• [Document segment]:
────────────────
23. In saying that the study of sacred Scripture is the ‘soul’ of theology, Dei Verbum has in mind all of the theological disciplines. This foundation in the revealed Word of God, as testified by Scripture and Tradition, is essential for theology. Its primary task is to interpret God’s truth as saving truth. Urged on by Vatican II, Catholic theology seeks to attend to the Word of God and thereby to the witness of Scripture in all its work.[41] Thus it is that in theological expositions ‘biblical themes should have first place’, before anything else.[42] This approach corresponds anew to that of the Fathers of the Church, who were ‘primarily and essentially “commentators on sacred Scripture”’,[43] and it opens up the possibility of ecumenical collaboration: ‘shared listening to the Scriptures … spurs us on towards the dialogue of charity and enables growth in the dialogue of truth’.[44]

24. A criterion of Catholic theology is that it should draw constantly upon the canonical witness of Scripture and should promote the anchoring of all of the Church’s doctrine and practice in that witness, since ‘all the preaching of the Church, as indeed the entire Christian religion, should be nourished and ruled by sacred Scripture’.[45] Theology should endeavour to open wide the Scriptures to the Christian faithful,[46] so that the faithful may come into contact with the living Word of God (cf. Heb 4:12).
────────────────
• [Stored rows]:

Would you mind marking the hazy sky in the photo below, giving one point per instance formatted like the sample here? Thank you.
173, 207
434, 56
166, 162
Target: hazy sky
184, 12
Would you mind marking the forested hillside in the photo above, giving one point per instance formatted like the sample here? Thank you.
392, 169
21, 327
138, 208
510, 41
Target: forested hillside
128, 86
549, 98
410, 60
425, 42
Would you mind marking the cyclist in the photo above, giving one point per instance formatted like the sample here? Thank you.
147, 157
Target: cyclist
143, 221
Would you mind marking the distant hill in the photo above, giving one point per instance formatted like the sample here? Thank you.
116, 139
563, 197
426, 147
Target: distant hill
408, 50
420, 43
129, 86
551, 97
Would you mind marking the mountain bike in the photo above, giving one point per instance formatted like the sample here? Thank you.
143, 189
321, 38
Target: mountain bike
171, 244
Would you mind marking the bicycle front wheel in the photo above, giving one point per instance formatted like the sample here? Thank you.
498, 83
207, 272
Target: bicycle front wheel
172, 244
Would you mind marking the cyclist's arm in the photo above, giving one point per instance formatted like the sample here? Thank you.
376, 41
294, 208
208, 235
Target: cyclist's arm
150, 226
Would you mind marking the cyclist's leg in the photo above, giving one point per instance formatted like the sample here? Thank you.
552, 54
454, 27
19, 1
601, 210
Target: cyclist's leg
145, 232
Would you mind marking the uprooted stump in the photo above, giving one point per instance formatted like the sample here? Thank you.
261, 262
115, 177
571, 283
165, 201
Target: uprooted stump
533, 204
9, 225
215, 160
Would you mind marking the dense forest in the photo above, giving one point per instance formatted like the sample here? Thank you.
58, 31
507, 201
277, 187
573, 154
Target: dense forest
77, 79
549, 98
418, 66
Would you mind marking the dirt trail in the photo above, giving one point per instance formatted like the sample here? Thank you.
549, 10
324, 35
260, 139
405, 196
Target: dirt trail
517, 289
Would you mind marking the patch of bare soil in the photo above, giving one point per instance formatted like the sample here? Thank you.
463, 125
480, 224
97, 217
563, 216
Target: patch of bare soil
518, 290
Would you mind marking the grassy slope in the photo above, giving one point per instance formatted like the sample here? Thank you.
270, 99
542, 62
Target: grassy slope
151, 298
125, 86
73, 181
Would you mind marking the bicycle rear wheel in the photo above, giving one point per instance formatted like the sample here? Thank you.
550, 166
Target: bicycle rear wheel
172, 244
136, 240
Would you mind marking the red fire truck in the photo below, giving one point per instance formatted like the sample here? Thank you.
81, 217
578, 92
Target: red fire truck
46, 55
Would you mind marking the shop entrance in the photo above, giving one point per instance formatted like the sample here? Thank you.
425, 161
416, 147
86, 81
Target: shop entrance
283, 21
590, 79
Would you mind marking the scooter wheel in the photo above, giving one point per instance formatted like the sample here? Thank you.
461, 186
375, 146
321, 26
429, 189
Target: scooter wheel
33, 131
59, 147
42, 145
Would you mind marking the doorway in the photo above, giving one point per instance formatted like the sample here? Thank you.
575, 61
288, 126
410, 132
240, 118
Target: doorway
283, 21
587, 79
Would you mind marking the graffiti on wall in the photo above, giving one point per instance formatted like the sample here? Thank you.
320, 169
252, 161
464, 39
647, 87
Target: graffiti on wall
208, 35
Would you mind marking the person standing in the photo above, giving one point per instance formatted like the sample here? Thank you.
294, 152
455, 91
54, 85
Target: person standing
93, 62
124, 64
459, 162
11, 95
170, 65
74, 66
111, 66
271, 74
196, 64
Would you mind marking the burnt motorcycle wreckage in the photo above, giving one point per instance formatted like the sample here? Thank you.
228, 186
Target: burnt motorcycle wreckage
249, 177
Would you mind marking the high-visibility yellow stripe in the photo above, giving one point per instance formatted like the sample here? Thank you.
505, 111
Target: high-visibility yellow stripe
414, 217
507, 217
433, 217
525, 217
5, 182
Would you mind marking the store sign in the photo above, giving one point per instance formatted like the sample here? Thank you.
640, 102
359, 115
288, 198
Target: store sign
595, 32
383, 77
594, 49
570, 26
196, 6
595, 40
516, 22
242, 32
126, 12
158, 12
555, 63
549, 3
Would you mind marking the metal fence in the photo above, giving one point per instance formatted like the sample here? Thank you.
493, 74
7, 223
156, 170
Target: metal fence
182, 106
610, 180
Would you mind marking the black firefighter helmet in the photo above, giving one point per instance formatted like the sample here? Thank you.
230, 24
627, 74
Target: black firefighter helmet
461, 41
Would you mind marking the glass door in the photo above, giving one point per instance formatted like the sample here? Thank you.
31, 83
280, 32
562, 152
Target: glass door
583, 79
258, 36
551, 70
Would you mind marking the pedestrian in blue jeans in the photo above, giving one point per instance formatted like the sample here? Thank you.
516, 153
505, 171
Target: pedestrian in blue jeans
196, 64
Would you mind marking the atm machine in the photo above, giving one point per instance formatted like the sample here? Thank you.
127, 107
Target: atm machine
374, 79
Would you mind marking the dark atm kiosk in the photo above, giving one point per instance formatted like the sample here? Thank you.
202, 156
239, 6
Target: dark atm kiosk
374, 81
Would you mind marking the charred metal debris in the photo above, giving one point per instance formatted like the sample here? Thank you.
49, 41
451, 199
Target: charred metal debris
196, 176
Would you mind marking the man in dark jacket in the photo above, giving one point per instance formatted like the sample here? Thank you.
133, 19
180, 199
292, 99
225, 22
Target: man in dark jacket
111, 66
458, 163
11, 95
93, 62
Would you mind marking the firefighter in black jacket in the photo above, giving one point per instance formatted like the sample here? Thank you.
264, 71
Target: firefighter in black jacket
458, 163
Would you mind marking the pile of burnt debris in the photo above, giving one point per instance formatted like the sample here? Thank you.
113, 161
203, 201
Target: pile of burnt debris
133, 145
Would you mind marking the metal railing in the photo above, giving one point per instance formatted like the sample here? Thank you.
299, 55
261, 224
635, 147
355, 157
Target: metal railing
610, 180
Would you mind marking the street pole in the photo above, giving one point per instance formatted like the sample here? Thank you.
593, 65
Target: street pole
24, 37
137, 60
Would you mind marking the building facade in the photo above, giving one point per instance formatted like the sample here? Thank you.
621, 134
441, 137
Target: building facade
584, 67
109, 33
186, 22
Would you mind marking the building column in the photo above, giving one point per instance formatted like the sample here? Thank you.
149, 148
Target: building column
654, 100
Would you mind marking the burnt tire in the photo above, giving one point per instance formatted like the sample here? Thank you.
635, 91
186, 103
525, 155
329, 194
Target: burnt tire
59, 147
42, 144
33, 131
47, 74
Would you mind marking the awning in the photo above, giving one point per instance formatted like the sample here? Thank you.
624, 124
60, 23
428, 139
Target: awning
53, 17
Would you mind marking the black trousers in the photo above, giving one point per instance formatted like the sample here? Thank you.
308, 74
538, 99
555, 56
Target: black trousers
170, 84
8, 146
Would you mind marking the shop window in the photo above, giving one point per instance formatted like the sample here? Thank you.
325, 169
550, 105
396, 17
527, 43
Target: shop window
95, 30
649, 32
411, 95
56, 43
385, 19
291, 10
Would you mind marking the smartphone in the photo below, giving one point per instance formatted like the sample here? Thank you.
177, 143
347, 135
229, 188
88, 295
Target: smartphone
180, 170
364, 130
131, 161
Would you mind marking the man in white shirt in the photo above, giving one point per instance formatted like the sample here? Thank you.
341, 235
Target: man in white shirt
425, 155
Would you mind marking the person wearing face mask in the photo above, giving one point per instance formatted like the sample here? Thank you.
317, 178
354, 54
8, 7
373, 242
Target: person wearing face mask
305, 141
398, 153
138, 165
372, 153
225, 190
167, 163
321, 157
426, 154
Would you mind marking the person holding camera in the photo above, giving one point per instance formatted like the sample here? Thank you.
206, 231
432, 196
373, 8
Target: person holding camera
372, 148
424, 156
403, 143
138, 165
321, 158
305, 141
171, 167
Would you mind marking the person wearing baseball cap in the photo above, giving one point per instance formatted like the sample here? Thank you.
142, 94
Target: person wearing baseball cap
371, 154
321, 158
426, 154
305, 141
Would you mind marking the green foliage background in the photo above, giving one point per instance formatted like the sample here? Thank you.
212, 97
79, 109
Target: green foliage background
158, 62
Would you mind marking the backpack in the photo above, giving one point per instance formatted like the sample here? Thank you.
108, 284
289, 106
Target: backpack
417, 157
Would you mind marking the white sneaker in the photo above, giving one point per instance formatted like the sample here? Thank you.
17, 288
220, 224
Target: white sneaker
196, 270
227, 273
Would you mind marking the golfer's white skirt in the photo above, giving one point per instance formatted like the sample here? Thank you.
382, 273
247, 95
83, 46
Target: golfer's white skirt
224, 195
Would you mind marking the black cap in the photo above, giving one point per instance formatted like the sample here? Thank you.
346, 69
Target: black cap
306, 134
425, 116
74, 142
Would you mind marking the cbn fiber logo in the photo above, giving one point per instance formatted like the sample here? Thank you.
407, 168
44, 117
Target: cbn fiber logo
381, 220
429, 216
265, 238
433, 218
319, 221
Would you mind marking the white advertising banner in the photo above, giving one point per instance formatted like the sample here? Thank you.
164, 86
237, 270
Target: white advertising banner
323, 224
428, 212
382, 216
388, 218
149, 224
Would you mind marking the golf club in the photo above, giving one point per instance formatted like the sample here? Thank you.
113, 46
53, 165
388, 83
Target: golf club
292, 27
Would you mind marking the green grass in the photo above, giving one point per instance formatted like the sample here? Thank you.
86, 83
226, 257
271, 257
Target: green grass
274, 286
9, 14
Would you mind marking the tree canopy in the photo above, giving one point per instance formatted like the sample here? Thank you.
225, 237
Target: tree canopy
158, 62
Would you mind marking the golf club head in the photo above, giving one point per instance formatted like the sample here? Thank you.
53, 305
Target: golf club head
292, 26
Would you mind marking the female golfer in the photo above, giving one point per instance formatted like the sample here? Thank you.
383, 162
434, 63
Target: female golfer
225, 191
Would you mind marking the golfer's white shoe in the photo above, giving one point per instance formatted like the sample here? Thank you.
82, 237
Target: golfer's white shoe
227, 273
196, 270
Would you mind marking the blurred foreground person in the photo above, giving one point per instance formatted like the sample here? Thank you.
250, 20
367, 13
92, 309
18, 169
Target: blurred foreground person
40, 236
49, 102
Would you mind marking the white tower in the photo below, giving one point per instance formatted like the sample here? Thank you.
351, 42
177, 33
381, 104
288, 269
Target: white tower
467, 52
────────────────
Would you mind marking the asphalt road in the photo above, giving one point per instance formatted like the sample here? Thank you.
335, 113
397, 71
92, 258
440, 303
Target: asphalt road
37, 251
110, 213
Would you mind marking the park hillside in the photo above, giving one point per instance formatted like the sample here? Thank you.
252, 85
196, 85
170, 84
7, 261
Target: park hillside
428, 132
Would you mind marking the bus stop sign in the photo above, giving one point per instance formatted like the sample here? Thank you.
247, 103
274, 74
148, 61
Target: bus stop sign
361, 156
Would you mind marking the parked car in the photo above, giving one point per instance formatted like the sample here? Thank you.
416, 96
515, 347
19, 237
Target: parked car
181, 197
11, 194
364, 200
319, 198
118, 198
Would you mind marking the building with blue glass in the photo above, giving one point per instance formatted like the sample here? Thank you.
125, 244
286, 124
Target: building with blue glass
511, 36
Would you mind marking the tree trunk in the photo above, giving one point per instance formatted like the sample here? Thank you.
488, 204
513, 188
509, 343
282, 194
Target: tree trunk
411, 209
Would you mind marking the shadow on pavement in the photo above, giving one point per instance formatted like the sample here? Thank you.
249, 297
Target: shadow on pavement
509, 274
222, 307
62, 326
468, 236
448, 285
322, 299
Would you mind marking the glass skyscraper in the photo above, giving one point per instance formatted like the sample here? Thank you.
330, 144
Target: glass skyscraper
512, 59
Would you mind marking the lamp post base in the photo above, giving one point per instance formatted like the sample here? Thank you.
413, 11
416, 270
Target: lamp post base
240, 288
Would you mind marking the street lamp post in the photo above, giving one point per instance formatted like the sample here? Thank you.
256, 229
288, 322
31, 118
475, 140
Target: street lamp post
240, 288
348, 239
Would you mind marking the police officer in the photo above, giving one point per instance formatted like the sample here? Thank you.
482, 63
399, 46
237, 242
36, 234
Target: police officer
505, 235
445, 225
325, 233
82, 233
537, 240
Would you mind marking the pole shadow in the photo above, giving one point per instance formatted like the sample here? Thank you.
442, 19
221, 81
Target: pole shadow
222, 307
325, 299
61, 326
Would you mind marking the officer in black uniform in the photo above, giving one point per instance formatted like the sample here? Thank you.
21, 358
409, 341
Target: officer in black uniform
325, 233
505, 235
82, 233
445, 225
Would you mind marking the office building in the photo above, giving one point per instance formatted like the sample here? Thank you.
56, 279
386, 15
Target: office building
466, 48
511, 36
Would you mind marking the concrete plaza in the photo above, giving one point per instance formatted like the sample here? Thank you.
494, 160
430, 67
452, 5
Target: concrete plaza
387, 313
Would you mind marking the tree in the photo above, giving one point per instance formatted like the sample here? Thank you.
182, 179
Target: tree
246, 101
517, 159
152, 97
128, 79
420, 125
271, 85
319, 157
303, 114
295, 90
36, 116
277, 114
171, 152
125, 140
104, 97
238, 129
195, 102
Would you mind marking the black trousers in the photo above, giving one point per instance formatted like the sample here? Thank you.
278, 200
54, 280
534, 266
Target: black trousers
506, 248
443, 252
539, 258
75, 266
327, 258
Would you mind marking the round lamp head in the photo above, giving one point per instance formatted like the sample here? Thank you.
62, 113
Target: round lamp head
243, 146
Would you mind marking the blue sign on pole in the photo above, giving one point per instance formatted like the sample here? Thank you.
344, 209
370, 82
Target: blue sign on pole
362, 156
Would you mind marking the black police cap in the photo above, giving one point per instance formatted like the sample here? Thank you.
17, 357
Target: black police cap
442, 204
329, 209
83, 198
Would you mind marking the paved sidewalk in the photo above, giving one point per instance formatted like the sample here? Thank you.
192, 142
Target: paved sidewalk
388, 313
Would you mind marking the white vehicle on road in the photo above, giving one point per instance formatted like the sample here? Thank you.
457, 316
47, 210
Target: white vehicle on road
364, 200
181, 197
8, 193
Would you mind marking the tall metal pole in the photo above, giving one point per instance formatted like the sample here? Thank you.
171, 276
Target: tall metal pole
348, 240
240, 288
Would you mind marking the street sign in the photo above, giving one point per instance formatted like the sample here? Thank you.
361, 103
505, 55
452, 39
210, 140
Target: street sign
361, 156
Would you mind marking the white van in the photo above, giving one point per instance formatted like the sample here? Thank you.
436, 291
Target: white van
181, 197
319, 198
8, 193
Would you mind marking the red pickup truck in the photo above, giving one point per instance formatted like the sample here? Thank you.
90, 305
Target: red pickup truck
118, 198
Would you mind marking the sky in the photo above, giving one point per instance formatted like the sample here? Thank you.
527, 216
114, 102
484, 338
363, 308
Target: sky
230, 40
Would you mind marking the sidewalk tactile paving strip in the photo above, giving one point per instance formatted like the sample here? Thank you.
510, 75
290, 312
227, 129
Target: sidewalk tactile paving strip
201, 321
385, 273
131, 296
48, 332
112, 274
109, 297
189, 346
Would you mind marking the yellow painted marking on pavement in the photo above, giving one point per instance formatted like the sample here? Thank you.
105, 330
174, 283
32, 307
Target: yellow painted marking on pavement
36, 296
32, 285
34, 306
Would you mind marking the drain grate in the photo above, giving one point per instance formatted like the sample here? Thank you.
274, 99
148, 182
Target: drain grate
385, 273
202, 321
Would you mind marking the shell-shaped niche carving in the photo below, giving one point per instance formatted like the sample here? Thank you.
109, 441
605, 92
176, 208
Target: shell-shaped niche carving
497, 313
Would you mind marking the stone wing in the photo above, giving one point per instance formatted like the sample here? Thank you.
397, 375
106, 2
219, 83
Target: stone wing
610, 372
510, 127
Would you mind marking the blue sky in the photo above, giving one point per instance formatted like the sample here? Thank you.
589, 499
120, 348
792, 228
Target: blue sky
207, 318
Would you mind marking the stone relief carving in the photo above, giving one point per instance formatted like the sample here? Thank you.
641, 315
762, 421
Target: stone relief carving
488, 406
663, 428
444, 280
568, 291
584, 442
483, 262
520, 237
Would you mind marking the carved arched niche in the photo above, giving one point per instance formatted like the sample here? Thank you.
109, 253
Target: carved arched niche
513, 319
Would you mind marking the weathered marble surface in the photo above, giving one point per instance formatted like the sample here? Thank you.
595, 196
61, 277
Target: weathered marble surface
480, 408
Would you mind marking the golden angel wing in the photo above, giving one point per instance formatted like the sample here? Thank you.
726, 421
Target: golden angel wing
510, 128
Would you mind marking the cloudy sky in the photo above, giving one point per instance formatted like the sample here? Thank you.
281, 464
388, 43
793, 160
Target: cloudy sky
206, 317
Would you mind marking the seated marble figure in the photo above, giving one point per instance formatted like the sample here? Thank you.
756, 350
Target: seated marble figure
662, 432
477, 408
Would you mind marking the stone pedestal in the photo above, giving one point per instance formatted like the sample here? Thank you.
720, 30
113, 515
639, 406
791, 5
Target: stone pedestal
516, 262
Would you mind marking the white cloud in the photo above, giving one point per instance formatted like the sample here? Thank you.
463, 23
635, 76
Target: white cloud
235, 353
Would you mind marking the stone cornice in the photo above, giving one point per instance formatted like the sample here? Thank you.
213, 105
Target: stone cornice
────────────────
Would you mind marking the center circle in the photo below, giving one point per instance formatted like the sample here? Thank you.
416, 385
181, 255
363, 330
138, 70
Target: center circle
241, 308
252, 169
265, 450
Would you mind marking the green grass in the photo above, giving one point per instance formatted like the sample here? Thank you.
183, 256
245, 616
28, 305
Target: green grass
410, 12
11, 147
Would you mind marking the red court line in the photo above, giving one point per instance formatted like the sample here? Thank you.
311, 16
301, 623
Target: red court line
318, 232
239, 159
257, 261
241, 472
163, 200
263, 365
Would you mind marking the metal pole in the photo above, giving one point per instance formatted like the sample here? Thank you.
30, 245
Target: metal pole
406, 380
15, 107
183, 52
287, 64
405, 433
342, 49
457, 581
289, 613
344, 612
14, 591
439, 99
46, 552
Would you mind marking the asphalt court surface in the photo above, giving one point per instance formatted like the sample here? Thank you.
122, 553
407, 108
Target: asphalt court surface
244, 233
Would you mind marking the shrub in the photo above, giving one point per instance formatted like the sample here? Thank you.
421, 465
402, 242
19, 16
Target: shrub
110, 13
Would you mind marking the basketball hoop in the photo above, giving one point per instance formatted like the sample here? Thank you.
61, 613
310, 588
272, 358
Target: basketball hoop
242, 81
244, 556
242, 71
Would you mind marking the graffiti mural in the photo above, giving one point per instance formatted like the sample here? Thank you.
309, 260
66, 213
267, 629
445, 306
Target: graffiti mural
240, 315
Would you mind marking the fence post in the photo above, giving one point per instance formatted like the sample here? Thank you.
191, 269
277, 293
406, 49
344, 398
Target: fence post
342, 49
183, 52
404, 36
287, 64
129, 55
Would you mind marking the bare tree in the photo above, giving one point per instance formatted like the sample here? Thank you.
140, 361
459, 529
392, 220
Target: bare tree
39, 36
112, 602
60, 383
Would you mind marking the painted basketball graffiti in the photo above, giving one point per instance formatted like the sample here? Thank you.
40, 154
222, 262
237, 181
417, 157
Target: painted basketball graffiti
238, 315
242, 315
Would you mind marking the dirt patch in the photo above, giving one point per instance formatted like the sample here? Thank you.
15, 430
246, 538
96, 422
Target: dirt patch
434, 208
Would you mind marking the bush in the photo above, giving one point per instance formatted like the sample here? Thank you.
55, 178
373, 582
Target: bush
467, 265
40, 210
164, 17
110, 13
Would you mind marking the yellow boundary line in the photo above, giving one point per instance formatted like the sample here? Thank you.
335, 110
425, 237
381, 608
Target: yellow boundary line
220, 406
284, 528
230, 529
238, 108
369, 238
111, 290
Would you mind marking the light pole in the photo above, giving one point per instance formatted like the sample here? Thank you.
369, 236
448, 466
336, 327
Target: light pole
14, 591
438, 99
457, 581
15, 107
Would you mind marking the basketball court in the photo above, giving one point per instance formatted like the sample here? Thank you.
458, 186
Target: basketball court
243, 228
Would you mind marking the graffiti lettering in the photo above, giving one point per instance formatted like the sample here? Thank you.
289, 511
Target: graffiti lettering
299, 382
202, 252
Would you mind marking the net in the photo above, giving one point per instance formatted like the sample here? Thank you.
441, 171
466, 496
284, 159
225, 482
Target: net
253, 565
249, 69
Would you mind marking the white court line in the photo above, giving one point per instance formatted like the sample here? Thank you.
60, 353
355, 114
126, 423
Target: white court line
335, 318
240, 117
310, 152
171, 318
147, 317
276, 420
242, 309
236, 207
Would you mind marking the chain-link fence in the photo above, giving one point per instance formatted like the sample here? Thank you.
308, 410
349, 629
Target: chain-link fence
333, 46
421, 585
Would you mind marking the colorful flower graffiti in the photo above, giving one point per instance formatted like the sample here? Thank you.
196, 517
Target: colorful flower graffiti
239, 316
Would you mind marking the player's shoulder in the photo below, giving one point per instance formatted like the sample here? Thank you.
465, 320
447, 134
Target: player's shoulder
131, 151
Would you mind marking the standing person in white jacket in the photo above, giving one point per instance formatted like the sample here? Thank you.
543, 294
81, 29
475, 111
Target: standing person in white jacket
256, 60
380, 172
────────────────
• [What is needed]: Please reproduce the passage on Scripture and theology word for word, beginning at "24. A criterion" and stopping after "(cf. Heb 4:12).". The rows were taken from a different source.

• [Reply to the task]:
24. A criterion of Catholic theology is that it should draw constantly upon the canonical witness of Scripture and should promote the anchoring of all of the Church’s doctrine and practice in that witness, since ‘all the preaching of the Church, as indeed the entire Christian religion, should be nourished and ruled by sacred Scripture’.[45] Theology should endeavour to open wide the Scriptures to the Christian faithful,[46] so that the faithful may come into contact with the living Word of God (cf. Heb 4:12).